▶ [QUÉ SE PIDE]
A. Enumera todas las expresiones que el texto sobre la igualdad en Rancière pone entre comillas.
B. Prosigue el texto sobre la igualdad en Rancière a partir de su última oración.

▶ [TEXTO PROPORCIONADO]
Esa “teoría” política (en el sentido de perspectiva, y no de una filosofía cuya tradición consiste en una larga interrogación por el orden y la estabilidad de lo social) es además un recuento salvaje de los desencuentros, o encuentros fallidos, entre los militantes y el mundo popular, un mundo que Rancière quita del estereotipo del purismo sin desconocer su fuerza de ensoñación. Sin embargo, sus enunciados no tienen constataciones generales: se sustenta en algunos personajes que el mismo Rancière calificará de “no representativos”, un puñado de nombres que encuentra en los archivos obreros de la Francia del siglo XIX, algunas vidas que ponen en práctica un “empirismo desesperado” para hacer de la igualdad un arma de combate.

La pregunta que estos textos no dejan de suscitar  (y para cuya elaboración seguramente debiéramos incluir un comentario sobre su libro El desacuerdo) es la siguiente: ¿se plantea verdaderamente Rancière una reflexión sobre las consecuencias posibles y los enlaces deseables entre aquella igualdad intelectual de la que trata en estos textos que ahora comentamos y los problemas contemporáneos en torno a la institución política democrática?

La igualdad como acto de creación

La igualdad de inteligencias ya no se concibe como un objetivo a lograr, sino como punto de partida. Una premisa y, al mismo tiempo, un “axioma” que debe ser presupuesto para ser verificado. Presuponer la igualdad habilita su efectuación: así puede resumirse la tesis de Rancière. Sin embargo, esto nos abre a dos cuestiones precisas: a) ¿la igualdad de las inteligencias viene dada o, más bien requiere, en su efectuación, de un acto de creación? Y en el caso que nos decidamos por esta segunda opción: b) ¿a qué nos referimos cuando hablamos de un acto de creación?

¿Igualdad como base de la desigualdad o como efectuación? 

El primer problema podría formularse en los siguientes términos: todo parece indicar que la igualdad, de existir, se nos presenta bien como punto llegada, luego de un largo proceso de artificios de igualación (clave de la intervención del estado soberano que constata y legitima, desde este discurso, la desigualdad de partida), o bien como sustancia latente a la espera de una interpelación que la despierte y le permita hacerse presente. Según la primera hipótesis, la igualdad sólo surge hacia el final de un trabajoso camino educativo, plagado de dispositivos pedagógicos. Según la segunda, la igualdad está siempre allí, esperando ser convocada.

Basta un brevísimo examen de estos argumentos para quedar insatisfechos con ambas hipótesis. Si en la primera la igualdad queda perpetuamente desplazada para consagrar la desigualdad presente como base y fundamento de todo proceso social, la segunda refiere al hecho frecuentemente inadvertido de que esta igualdad latente es –precisamente– lo que hace posible y efectiva tal desigualdad. Una igualdad sin efectuación, sin acto de creación, a la que se presume siempre ya dada, y al mismo tiempo siempre a la espera, nos arroja una imagen débil: una igualdad ya tan cansada que no puede más que, precisamente, esperar.

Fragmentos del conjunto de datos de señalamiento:
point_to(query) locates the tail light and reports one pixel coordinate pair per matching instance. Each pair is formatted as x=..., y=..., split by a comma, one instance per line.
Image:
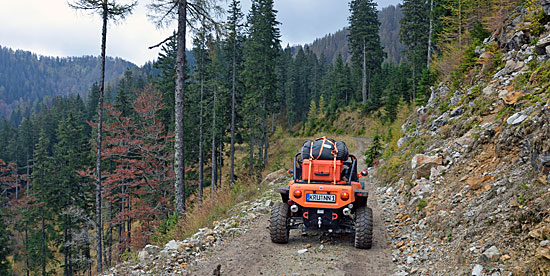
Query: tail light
x=344, y=196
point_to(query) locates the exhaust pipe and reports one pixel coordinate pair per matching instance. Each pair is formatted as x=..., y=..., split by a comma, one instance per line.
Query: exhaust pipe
x=346, y=211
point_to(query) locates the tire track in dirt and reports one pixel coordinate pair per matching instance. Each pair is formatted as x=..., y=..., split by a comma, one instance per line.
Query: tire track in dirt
x=254, y=254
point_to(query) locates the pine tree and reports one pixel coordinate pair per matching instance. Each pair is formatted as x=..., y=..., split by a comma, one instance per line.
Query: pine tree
x=108, y=11
x=163, y=10
x=71, y=192
x=414, y=34
x=5, y=244
x=234, y=48
x=40, y=177
x=364, y=41
x=262, y=48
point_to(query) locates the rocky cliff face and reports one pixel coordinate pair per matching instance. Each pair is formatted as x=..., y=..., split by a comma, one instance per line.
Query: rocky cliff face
x=474, y=195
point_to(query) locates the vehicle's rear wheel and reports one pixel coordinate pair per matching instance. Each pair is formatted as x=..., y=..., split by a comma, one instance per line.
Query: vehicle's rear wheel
x=278, y=223
x=363, y=227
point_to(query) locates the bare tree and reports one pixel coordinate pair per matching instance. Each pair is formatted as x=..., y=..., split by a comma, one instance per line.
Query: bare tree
x=162, y=13
x=108, y=10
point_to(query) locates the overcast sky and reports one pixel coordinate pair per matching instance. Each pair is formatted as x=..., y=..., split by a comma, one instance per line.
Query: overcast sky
x=50, y=27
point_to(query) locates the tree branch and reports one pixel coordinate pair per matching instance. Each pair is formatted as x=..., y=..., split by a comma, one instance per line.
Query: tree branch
x=162, y=42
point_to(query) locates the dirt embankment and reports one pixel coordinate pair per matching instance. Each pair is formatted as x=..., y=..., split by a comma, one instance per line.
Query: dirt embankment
x=253, y=253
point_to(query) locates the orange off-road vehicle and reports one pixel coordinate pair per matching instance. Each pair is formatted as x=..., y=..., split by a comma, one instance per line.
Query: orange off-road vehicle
x=324, y=195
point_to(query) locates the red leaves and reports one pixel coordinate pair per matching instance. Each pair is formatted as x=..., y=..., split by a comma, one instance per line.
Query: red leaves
x=141, y=174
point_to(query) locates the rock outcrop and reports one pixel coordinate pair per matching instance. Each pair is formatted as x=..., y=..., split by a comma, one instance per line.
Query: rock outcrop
x=474, y=199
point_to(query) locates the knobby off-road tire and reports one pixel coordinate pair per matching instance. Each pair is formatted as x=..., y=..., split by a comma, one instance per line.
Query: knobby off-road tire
x=363, y=228
x=278, y=223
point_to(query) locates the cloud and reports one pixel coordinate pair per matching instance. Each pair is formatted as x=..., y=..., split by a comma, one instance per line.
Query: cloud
x=52, y=28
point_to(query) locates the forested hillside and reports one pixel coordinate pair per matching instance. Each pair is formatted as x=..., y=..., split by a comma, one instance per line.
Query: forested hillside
x=26, y=78
x=330, y=45
x=85, y=186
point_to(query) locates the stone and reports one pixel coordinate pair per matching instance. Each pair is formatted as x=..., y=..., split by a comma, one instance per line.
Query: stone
x=515, y=42
x=492, y=253
x=543, y=253
x=143, y=257
x=511, y=97
x=210, y=239
x=171, y=245
x=545, y=6
x=410, y=260
x=440, y=121
x=422, y=189
x=517, y=118
x=422, y=164
x=489, y=90
x=401, y=141
x=475, y=182
x=399, y=244
x=477, y=270
x=457, y=111
x=455, y=100
x=152, y=249
x=540, y=47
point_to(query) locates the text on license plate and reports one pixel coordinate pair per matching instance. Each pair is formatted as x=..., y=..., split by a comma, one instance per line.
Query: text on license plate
x=320, y=198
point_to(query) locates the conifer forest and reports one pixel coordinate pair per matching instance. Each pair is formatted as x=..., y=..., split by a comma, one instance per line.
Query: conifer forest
x=100, y=157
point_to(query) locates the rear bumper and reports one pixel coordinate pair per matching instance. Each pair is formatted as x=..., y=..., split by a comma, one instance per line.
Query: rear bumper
x=322, y=219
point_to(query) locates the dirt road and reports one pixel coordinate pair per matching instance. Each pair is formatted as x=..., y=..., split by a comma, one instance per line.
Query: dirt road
x=255, y=254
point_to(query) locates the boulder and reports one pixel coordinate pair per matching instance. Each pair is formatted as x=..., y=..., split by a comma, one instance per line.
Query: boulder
x=457, y=111
x=172, y=245
x=517, y=118
x=478, y=270
x=143, y=257
x=440, y=121
x=475, y=182
x=514, y=43
x=401, y=141
x=422, y=164
x=545, y=6
x=540, y=47
x=492, y=253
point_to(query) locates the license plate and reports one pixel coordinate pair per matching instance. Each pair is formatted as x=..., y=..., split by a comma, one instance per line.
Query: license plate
x=320, y=198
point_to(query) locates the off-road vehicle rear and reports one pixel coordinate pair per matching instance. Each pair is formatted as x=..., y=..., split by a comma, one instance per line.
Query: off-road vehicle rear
x=324, y=195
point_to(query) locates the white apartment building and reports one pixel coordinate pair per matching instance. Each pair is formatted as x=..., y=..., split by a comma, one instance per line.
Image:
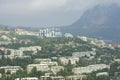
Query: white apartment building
x=65, y=60
x=89, y=69
x=56, y=69
x=39, y=67
x=11, y=53
x=11, y=69
x=83, y=54
x=76, y=77
x=47, y=60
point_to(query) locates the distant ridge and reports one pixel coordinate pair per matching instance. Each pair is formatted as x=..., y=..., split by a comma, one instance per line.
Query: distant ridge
x=100, y=21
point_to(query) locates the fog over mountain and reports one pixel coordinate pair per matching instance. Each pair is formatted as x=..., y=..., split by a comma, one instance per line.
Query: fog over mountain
x=100, y=21
x=40, y=13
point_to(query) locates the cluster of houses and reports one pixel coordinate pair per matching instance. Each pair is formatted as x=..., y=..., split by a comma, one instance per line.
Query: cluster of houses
x=50, y=32
x=21, y=52
x=25, y=32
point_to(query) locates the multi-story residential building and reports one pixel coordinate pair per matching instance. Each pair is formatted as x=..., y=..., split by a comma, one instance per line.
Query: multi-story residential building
x=76, y=77
x=27, y=78
x=102, y=74
x=11, y=69
x=39, y=67
x=50, y=32
x=56, y=69
x=57, y=78
x=89, y=69
x=11, y=53
x=47, y=60
x=84, y=54
x=24, y=32
x=65, y=60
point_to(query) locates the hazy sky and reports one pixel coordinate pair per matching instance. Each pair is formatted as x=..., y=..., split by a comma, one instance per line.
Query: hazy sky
x=39, y=13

▶ [RESPUESTAS DEL EJERCICIO]
A. “teoría”, “no representativos”, “empirismo desesperado”, “axioma”

B.
El argumento de Rancière-Jacotot languidece si queda atrapado en estas opciones. El problema que se nos presenta es claro: de un lado, contamos con la experiencia cotidiana de las desigualdades. Ninguna constatación puede ser más apoyada por los hechos que vivimos que esta pasión por las asimetrías entre quienes mandan y quienes obedecen (éstas son, según Rancière, posiciones relativas que se alternan: se acepta pagar el precio de la obediencia para, a su vez, poder mandar). Sin embargo, cada acto de mando-obediencia presupone una igualdad de base como condición mínima para que la orden sea interpretada, evaluada, y la obediencia resulte efectiva. Según Rancière, esta es la condición secretada del funcionamiento de todo orden (político, social, educativo). De allí la paradoja que pone a la luz y que nos recuerda la íntima, aún si invertida, relación del orden social con la igualdad. La pasión por la desigualdad resulta impensable sin su fondo igualitario: la esclavitud y la servidumbre dependen, esencialmente, de la igualdad de comprensión entre la lengua de la orden y la de su realización.

El problema fundamental de los partidarios de la desigualdad es que aquellas pasiones que los empujan y en cierto sentido los respaldan mistifican la inversión específicamente social con respecto al problema de la igualdad. La creencia según la cual la desigualdad es lo primero y la igualdad vendrá siempre a futuro, comienza mistificando las premisas igualitarias para consagrar la desigualdad, haciendo de ella una condición natural (e incluso motor del porvenir a través de la competencia).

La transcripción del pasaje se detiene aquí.